Illinois is known for more than just its contribution to the American automotive industry and underground railway; it is an excellent destination for nature lovers. From the beautiful Chicago skyline to its stunning natural landscapes, Illinois is a great outdoor destination for outdoor lovers, particularly anglers. The Land of Lincoln is a top fishing destination in the Midwest US with a wide range of fishing goals for anglers.
I have been to Illinois but never cast my line in its beautiful waters. The closest I have ever been to the waters is when I managed to kayak at the Mississippi River. The river offers a great kayaking experience, but I also noticed the fishing opportunities available in this state. Plus, the seafood cuisine in the region was incredible; therefore, I had to add the Mississippi River to my bucket list.
Unfortunately, to legally fish in Illinois, you need a valid fishing license and some permits. Other than the Illinois fishing license, you need to know the right time to fish and where to catch your next trophy catch. Therefore, after thorough research, I compiled the following guide on fishing licenses in Illinois. So let’s dive right in.
- Resident fishing license: $15.00
- Resident lifetime fishing license: $435.00
- Non-resident fishing license: $31.50
- 3-day non-resident fishing license: $15.00
- 1-day non-resident sport fishing license: $10.00
- Inland trout stamp: $6.50 (source)
..........
• Directions for this task:
From the passage on fishing in Illinois above, list every fishing license it names, each with its price.
..........
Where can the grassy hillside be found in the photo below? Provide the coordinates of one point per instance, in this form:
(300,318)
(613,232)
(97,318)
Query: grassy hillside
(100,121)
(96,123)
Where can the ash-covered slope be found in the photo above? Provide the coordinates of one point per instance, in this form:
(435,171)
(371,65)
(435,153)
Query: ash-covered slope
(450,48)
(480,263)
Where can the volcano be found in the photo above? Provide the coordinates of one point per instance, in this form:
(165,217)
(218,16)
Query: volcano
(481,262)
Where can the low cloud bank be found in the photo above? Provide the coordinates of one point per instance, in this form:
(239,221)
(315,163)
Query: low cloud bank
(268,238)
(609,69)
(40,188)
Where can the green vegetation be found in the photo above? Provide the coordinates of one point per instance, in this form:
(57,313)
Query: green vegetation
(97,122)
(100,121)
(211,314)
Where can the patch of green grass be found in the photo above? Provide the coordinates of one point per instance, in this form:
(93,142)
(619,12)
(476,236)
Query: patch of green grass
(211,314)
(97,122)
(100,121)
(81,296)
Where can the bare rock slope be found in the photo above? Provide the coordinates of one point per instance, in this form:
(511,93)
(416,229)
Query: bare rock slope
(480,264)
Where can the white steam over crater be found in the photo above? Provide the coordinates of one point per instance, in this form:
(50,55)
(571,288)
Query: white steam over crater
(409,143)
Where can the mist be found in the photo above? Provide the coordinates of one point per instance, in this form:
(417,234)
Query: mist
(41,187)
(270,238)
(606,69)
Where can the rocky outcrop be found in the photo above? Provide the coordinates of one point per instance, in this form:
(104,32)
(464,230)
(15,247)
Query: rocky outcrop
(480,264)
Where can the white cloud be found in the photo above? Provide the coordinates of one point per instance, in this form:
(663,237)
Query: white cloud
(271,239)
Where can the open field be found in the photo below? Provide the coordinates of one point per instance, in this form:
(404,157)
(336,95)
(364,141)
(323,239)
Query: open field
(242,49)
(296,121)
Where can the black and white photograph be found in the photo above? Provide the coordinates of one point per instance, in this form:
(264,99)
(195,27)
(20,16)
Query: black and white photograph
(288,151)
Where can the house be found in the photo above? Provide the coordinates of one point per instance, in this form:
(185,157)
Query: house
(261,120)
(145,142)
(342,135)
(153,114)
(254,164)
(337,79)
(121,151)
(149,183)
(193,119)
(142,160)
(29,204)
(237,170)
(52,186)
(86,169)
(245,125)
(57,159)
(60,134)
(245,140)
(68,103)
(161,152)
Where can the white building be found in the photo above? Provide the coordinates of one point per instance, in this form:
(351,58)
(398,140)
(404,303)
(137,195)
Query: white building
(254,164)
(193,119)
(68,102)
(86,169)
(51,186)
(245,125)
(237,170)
..........
• Task output:
- Resident fishing license: $15.00
- Resident lifetime fishing license: $435.00
- Non-resident fishing license: $31.50
- 3-day non-resident fishing license: $15.00
- 1-day non-resident sport fishing license: $10.00